AUFGABENSTELLUNG:
Wofür steht die Endung .war laut dem Textauszug weiter unten?

TEXTAUSZUG:
┌────────

# .war-Datei - Was ist das und wie wird sie erstellt?



## BugsBastard (3. März 2004)

Hallo zusammen,

ich hab (mal wieder) eine allgemeine Frage: Was genau ist eine .war-Datei?

Soweit ich weiß ist das doch nur ein Verzeichnis mit mehreren Unterordnern, quasi wie ein Zip-File nur mit ner .war-Endung, oder nicht? Und wenns so ist dann kann ich war-Files doch auch mit winzip erstellen!?

Gruss und danke,

Bugs


----------



## Thomas Darimont (3. März 2004)

Moin!

.war steht  für Web Application Archiv und wird entweder mit einem entsprechendem ant build script (siehe: http://ant.apache.org/manual/CoreTasks/war.html ) oder mit dem jar Utility von java selbst erzeugt.
Es stellt sozusagen ein Kontainer dar, der alle deine Dateien der Webapplikation in einem .war-File bündelt. Ganz wie ein .jar-File ...

Gruß Tom


----------



## Retlaw (3. März 2004)

**.war Dateien*

Was hat das mit Java zu tun ?
Hast du das schonmal in eine Suchmaschine eingegeben ?
Das mit WinZip kannst du ausprobieren.

└────────

QUELLMATERIAL:

┌────────

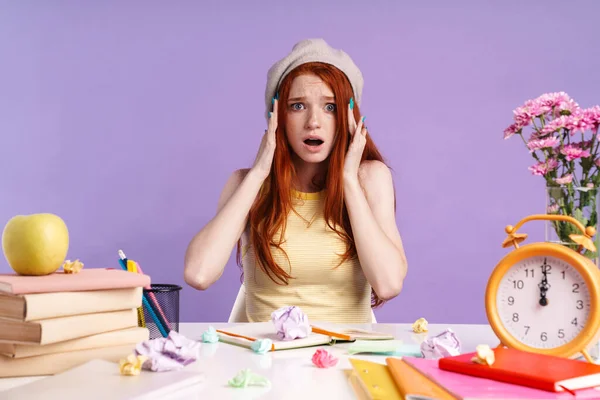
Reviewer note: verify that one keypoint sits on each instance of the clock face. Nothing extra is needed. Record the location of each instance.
(543, 302)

└────────

PROBLEMLÖSUNG:
Für Web Application Archiv.